Retype the material below character for character, from the line containing "Find the blue" through the last line, with both ends included.

» **Spatial annotation records**
[Begin]
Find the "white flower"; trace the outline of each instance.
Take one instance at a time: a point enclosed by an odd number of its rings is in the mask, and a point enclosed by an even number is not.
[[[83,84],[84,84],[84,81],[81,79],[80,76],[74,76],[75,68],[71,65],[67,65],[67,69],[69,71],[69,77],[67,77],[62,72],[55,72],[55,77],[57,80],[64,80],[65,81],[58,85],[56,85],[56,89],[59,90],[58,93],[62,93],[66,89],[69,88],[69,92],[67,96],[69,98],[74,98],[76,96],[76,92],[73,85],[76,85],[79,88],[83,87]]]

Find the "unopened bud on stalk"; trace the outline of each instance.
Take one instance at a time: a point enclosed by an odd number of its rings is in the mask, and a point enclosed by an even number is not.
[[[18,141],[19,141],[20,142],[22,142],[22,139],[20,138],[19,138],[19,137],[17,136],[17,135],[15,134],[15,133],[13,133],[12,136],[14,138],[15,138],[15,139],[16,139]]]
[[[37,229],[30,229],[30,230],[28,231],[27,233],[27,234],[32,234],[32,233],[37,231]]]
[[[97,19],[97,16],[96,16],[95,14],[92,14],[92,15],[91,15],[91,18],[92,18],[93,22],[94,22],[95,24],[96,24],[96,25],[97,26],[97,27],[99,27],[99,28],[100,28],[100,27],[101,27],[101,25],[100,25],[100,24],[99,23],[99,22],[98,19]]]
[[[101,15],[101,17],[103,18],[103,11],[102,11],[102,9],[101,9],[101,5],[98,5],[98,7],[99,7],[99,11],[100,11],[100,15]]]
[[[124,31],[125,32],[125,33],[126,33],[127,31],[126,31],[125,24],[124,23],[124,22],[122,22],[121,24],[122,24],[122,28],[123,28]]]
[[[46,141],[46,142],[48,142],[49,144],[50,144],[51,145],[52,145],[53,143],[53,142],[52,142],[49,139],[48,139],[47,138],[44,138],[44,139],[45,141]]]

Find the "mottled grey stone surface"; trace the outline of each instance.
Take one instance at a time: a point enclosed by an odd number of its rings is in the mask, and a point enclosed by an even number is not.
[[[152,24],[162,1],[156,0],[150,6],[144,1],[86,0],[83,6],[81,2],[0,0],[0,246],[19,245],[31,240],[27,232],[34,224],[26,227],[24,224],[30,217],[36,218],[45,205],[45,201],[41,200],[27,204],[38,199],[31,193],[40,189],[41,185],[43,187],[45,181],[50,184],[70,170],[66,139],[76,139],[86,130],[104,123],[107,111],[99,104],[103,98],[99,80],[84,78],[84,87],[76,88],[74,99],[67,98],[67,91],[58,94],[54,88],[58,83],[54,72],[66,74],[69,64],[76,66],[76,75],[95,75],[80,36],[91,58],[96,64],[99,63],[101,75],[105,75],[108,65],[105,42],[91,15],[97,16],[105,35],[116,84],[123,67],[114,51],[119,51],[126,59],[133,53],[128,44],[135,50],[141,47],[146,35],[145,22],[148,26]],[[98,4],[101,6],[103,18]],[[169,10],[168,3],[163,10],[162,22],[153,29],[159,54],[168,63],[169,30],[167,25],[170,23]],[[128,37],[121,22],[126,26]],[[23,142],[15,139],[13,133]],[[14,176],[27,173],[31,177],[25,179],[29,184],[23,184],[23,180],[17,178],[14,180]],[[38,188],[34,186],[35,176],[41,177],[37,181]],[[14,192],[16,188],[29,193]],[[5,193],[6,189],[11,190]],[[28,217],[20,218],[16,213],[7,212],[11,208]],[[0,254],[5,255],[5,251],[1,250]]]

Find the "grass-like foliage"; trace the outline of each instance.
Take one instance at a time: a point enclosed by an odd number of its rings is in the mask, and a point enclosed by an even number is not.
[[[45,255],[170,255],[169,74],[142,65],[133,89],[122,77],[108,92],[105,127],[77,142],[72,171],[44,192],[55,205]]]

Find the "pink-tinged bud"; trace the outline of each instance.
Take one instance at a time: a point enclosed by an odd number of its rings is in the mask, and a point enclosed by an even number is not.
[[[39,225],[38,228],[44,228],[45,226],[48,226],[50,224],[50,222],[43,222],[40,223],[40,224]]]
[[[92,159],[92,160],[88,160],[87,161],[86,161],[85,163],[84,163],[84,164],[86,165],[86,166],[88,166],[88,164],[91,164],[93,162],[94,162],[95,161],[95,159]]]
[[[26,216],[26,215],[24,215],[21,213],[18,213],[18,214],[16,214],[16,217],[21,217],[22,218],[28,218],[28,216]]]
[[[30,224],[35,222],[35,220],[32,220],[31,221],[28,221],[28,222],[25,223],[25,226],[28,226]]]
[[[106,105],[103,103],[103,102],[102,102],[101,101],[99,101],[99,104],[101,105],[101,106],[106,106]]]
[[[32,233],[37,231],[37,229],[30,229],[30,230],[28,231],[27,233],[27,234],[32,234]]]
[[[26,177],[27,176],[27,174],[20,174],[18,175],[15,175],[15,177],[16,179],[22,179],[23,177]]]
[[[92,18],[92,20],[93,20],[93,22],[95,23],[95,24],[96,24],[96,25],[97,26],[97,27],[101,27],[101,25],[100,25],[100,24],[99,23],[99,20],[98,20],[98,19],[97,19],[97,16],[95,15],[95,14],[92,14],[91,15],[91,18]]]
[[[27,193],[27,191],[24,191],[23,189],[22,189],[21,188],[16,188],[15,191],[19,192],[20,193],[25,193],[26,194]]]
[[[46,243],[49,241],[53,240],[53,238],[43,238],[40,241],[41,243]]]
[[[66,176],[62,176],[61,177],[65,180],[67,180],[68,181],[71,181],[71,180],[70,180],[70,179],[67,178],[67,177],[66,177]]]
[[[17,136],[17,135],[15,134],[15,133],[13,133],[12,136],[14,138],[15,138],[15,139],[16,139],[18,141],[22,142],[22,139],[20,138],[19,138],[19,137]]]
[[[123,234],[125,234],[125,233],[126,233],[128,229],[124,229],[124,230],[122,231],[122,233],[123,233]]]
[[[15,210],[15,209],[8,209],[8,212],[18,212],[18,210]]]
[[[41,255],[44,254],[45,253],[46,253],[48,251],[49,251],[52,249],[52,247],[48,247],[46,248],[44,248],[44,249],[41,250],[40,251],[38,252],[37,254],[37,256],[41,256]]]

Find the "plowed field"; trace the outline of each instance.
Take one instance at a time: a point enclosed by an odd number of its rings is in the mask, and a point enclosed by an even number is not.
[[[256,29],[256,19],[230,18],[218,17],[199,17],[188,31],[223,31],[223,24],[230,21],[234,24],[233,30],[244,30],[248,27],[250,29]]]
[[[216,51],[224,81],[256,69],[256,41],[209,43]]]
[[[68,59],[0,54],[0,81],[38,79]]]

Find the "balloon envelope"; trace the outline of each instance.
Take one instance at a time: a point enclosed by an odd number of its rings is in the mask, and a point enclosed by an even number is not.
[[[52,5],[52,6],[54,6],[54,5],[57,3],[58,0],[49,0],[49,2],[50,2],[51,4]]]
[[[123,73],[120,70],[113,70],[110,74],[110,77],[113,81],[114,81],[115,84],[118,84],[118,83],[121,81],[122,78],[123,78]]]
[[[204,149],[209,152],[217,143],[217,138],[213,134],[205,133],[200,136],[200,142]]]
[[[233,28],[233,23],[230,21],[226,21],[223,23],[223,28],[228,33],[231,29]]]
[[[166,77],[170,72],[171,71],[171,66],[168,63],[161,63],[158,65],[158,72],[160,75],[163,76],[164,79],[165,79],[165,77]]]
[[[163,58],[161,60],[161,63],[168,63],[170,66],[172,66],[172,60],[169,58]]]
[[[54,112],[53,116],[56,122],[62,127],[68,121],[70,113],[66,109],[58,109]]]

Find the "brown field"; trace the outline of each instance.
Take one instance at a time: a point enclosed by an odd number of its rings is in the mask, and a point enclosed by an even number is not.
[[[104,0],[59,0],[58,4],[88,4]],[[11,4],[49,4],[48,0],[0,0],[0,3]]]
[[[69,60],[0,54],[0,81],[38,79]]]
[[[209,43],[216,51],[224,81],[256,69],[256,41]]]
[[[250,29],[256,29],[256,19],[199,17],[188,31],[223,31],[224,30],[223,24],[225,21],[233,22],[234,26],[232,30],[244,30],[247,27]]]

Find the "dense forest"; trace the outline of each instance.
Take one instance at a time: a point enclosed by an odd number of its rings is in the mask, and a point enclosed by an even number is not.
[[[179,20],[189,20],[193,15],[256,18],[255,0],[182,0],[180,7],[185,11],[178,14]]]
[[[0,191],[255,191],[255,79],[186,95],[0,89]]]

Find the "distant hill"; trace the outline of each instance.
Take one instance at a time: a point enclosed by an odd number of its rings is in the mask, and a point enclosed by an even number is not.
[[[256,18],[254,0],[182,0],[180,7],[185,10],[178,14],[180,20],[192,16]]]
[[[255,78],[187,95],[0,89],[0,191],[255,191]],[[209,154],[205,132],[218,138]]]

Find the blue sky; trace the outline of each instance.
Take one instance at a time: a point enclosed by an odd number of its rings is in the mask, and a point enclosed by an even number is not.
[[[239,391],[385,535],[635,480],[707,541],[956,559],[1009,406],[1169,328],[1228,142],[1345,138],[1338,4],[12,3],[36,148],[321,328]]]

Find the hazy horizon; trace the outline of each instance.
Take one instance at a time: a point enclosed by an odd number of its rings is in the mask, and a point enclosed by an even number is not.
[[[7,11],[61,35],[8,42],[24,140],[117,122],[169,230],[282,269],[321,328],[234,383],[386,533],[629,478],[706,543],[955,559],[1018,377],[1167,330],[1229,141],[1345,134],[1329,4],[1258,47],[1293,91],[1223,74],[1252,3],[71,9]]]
[End]
» **RESULT OF THE EXERCISE**
Find the blue sky; trace the outline of each instance.
Take one instance at a time: a point enclosed by an odd number of its rings is in the mask, and a point enclosed by an even number is not.
[[[239,391],[385,535],[635,480],[707,541],[956,559],[1009,406],[1169,328],[1228,142],[1345,138],[1338,4],[12,3],[36,148],[321,328]]]

Find the hazy horizon; trace the outline of each instance.
Take one instance at a time: a point enclosed by an odd number of its rings is in the mask, and a point enclosed by an even number is not.
[[[7,11],[61,35],[8,42],[24,140],[117,122],[169,230],[282,269],[321,328],[234,383],[386,533],[629,478],[706,543],[955,559],[1018,377],[1167,330],[1229,141],[1345,134],[1329,4],[1258,47],[1293,91],[1223,74],[1252,3],[71,9]]]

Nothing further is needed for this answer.